━━━━━ Text extract

SECURITIES AND EXCHANGE COMMISSION
FORM 10-Q
For the quarterly period ended September 29, 2001
Commission File no 000-03389
WEIGHT WATCHERS INTERNATIONAL INC.(Exact name of Registrant as specified in its charter)
175 Crossways Park West, Woodbury, New York 11797-2055(Address of principal executive offices) (Zip code)
Indicate by check mark whether the registrant (1) has filed all reports required to be filed by Section 13 or 15 (d) of the Securities Exchange Act of 1934 during the preceding 12 months (or for such shorter period that the registrant was required to file such reports), and (2) has been subject to such filing requirements for the past 90 days.
Yes X No
The number of common shares outstanding as of October 31, 2001 was 22,401,500.
PART I FINANCIAL INFORMATION
TABLE OF CONTENTS
The accompanying notes are an integral part of the consolidated financial statements.

━━━━━━━━━━

→ What you need to do:
1. From the Form 10-Q, extract the passage starting with "Indicate by check" and going on through "consolidated financial statements.".
2. According to the Form 10-Q, how many common shares were outstanding as of October 31, 2001?

━━━━━ Source excerpt

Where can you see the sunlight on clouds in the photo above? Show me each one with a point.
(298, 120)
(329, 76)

━━━━━━━━━━

→ Task-by-task solutions:
1.
Indicate by check mark whether the registrant (1) has filed all reports required to be filed by Section 13 or 15 (d) of the Securities Exchange Act of 1934 during the preceding 12 months (or for such shorter period that the registrant was required to file such reports), and (2) has been subject to such filing requirements for the past 90 days.
Yes X No
The number of common shares outstanding as of October 31, 2001 was 22,401,500.
PART I FINANCIAL INFORMATION
TABLE OF CONTENTS
The accompanying notes are an integral part of the consolidated financial statements.

2. 22,401,500